> [Written task] Convert every line of the entries below into a JSON list of strings, with one string per line and any blank lines omitted.
— Begin —
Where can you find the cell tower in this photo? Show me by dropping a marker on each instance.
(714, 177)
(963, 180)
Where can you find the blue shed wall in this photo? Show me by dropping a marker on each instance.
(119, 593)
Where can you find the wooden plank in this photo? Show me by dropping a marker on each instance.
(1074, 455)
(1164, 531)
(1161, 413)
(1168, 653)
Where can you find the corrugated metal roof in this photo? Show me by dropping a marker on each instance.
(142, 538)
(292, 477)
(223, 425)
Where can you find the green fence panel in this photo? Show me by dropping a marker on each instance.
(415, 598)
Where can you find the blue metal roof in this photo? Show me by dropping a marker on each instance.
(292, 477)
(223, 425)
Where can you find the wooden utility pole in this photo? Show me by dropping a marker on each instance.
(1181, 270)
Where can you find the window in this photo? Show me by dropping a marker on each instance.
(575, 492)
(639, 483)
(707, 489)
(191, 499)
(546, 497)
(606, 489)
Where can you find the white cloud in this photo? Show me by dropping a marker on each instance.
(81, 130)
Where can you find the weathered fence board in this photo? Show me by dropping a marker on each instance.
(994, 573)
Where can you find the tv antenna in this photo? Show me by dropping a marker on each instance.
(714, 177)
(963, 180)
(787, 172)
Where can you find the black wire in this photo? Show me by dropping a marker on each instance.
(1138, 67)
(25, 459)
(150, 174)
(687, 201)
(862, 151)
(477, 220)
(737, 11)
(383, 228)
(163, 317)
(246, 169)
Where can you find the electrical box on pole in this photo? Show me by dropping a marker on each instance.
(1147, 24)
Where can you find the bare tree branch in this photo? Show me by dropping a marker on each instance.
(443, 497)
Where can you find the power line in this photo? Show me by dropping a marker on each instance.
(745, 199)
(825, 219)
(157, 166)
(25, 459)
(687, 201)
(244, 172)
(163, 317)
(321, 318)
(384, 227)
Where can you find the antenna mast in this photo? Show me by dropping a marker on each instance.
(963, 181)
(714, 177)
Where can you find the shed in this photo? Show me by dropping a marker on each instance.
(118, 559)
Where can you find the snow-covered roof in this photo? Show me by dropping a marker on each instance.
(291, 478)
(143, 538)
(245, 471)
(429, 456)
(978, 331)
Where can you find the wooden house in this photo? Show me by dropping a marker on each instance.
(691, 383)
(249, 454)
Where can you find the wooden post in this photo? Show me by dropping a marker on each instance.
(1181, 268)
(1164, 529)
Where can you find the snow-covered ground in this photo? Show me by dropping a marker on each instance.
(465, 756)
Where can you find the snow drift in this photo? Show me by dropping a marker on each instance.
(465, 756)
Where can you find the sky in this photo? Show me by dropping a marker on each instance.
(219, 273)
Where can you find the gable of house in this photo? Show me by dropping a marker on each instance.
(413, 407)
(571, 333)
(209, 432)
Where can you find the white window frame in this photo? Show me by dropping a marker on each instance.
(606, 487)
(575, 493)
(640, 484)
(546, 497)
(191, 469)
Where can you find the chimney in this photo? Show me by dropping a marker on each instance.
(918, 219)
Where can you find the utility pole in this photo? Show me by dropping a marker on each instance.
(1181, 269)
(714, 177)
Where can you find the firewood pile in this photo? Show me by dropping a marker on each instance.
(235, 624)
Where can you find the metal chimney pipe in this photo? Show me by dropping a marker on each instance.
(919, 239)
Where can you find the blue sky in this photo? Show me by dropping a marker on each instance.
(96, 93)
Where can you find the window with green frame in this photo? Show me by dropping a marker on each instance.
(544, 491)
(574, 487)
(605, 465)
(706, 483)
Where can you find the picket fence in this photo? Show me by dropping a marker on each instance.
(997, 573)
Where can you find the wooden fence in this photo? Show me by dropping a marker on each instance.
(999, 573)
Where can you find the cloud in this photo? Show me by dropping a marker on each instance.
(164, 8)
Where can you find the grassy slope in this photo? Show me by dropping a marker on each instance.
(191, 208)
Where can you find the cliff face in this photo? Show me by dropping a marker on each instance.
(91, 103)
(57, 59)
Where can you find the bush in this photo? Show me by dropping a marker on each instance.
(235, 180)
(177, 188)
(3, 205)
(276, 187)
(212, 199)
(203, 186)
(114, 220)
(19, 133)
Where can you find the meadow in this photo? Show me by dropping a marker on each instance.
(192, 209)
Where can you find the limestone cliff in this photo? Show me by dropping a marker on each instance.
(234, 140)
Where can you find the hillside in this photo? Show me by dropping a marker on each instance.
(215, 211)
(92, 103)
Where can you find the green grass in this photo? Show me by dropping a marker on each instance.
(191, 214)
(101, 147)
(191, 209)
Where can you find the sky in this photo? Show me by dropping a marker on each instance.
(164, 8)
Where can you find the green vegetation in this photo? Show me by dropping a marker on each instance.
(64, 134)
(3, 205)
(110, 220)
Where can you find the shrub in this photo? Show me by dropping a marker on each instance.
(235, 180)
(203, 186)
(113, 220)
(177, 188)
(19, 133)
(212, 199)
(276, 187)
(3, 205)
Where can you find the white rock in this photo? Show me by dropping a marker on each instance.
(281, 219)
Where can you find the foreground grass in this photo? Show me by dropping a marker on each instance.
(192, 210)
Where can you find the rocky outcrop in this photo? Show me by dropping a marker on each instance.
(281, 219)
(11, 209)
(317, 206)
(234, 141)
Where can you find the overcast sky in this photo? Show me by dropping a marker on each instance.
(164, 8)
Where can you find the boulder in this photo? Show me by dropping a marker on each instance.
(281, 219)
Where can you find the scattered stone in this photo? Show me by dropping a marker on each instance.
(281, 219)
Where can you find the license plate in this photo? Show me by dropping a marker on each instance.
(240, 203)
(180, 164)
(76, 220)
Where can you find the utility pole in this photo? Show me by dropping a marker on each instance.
— End —
> [The answer]
[
  "Where can you find the cell tower in this photo? Show me by dropping a marker on each instance.",
  "(714, 177)",
  "(963, 180)",
  "Where can you find the blue shed wall in this photo? Show me by dropping a marker on each instance.",
  "(119, 593)",
  "Where can you find the wooden plank in this photo? Show me by dropping a marker on each instance.",
  "(1074, 455)",
  "(1164, 531)",
  "(1161, 413)",
  "(1168, 653)",
  "Where can you find the corrugated metal roof in this photo? Show me by dropping a marker on each instance.",
  "(142, 538)",
  "(292, 477)",
  "(223, 425)",
  "Where can you find the green fence panel in this photo? Show me by dropping a marker on each instance.",
  "(415, 598)",
  "Where can you find the blue metal roof in this photo? Show me by dropping a marker on each instance.",
  "(292, 477)",
  "(223, 425)",
  "Where can you find the wooden utility pole in this photo? Show me by dropping a marker on each instance.",
  "(1181, 270)",
  "Where can you find the window in this photo? Show me by dropping a marker on each instance.",
  "(575, 492)",
  "(639, 483)",
  "(707, 489)",
  "(191, 499)",
  "(546, 497)",
  "(606, 489)",
  "Where can you find the white cloud in this photo? Show me by dropping a marker on each instance.",
  "(81, 130)",
  "Where can you find the weathered fence board in this photo? Show me by dropping a marker on each instance.",
  "(994, 573)",
  "Where can you find the tv antenna in this photo? Show me by dropping a marker on each instance.",
  "(714, 177)",
  "(963, 180)",
  "(787, 172)",
  "Where can you find the black wire in this photo? Show me by dropping a marker on each instance.",
  "(1138, 67)",
  "(25, 459)",
  "(150, 174)",
  "(687, 201)",
  "(862, 151)",
  "(477, 220)",
  "(737, 11)",
  "(383, 228)",
  "(163, 317)",
  "(246, 169)",
  "Where can you find the electrical box on pole in this photo? Show me by dropping a marker on each instance.",
  "(1147, 24)",
  "Where can you find the bare tree branch in this photo? Show me by dropping a marker on each instance.",
  "(443, 497)",
  "Where can you find the power line in this photo? Show me by dropping a marker on each instance.",
  "(745, 199)",
  "(825, 219)",
  "(157, 166)",
  "(25, 459)",
  "(687, 201)",
  "(244, 172)",
  "(163, 317)",
  "(321, 318)",
  "(384, 227)",
  "Where can you find the antenna mast in this photo? Show me by dropping a marker on each instance.",
  "(963, 181)",
  "(714, 177)",
  "Where can you find the shed in this photo? Show me by dropping a marker on each instance.",
  "(118, 559)",
  "Where can you find the snow-covered roof in this photo? Show me by dropping a marker on each instance.",
  "(291, 478)",
  "(143, 538)",
  "(245, 471)",
  "(429, 456)",
  "(978, 331)",
  "Where can you find the wooden house in this photo? Show me by dropping a marker on each instance.",
  "(691, 383)",
  "(249, 454)",
  "Where can you find the wooden post in this photo? Show me by dropping a marker on each instance.",
  "(1181, 268)",
  "(1164, 529)",
  "Where can you find the snow-covered ground in this photo? Show me by dropping a marker on each instance.",
  "(465, 756)",
  "Where can you find the snow drift in this photo? Show me by dropping a marker on each instance.",
  "(465, 756)",
  "Where can you find the sky in this photo? Show me by dropping a marker on each instance.",
  "(219, 273)",
  "Where can you find the gable of house in this photo? Show me by dropping a marker on each instance.",
  "(413, 407)",
  "(571, 333)",
  "(209, 432)",
  "Where can you find the white window frame in this photo? Show me by dropping a marker on each instance.",
  "(606, 487)",
  "(575, 493)",
  "(640, 484)",
  "(546, 497)",
  "(191, 469)",
  "Where can you find the chimney in this photo? Show me by dropping a marker on each instance.",
  "(918, 219)",
  "Where can you find the utility pole in this photo? Show me by dropping a marker on each instance.",
  "(1181, 269)",
  "(714, 177)",
  "Where can you find the firewood pile in this photo? Show me by dropping a marker on each instance.",
  "(235, 624)",
  "Where can you find the metal chimney pipe in this photo? Show me by dropping a marker on each instance.",
  "(919, 239)",
  "Where can you find the blue sky in this photo? Show me by dropping a marker on each instance.",
  "(96, 93)",
  "Where can you find the window with green frame in this photo? Show me by dropping a marker on each instance.",
  "(544, 491)",
  "(574, 487)",
  "(605, 465)",
  "(706, 483)",
  "Where can you find the picket fence in this photo? Show me by dropping a marker on each instance.",
  "(997, 573)",
  "Where can you find the wooden fence in this photo? Show me by dropping a marker on each instance.",
  "(999, 573)",
  "Where can you find the cloud in this photo? Show me by dropping a marker on each instance.",
  "(164, 8)",
  "Where can you find the grassy slope in this photo? Show me by dropping a marker on each instance.",
  "(191, 208)",
  "Where can you find the cliff face in this photo? Show me by dropping a marker on each instance.",
  "(91, 103)",
  "(57, 59)",
  "Where can you find the bush in this photo? Show me by dropping a marker on each instance.",
  "(235, 180)",
  "(177, 188)",
  "(3, 205)",
  "(276, 187)",
  "(212, 199)",
  "(203, 186)",
  "(114, 220)",
  "(19, 133)",
  "Where can you find the meadow in this photo? Show me by dropping a marker on each instance.",
  "(192, 209)",
  "Where can you find the limestone cliff in this photo? Show me by dropping a marker on each instance.",
  "(234, 140)",
  "Where can you find the hillside in this photo? Show me by dropping a marker on each instance.",
  "(215, 211)",
  "(92, 103)",
  "Where can you find the green grass in this photo? Show me by dropping a marker on each instance.",
  "(191, 214)",
  "(101, 147)",
  "(191, 209)",
  "Where can you find the sky in this photo? Show me by dropping a marker on each instance.",
  "(164, 8)",
  "Where can you find the green vegetation in this photo? Show me by dropping a marker on each instance.",
  "(64, 134)",
  "(3, 205)",
  "(110, 220)",
  "Where can you find the shrub in this photo? Show me by dropping a marker on each instance.",
  "(235, 180)",
  "(203, 186)",
  "(113, 220)",
  "(177, 188)",
  "(19, 133)",
  "(212, 199)",
  "(276, 187)",
  "(3, 205)",
  "Where can you find the white rock in this photo? Show me by dropping a marker on each instance.",
  "(281, 219)",
  "Where can you find the foreground grass in this photo? Show me by dropping a marker on each instance.",
  "(192, 210)",
  "Where can you find the rocky outcrop in this photo? Show me by dropping a marker on each instance.",
  "(281, 219)",
  "(11, 209)",
  "(317, 206)",
  "(234, 141)",
  "Where can you find the overcast sky in this photo? Show me by dropping a marker on each instance.",
  "(164, 8)",
  "Where can you find the boulder in this photo? Show me by dropping a marker on each instance.",
  "(281, 219)",
  "Where can you find the scattered stone in this photo? Show me by dropping a marker on each instance.",
  "(281, 219)",
  "Where can you find the license plate in this photo? Show me by dropping a marker on each instance.",
  "(240, 203)",
  "(180, 164)",
  "(76, 220)",
  "Where can you find the utility pole in this photo? Show me by dropping a marker on each instance."
]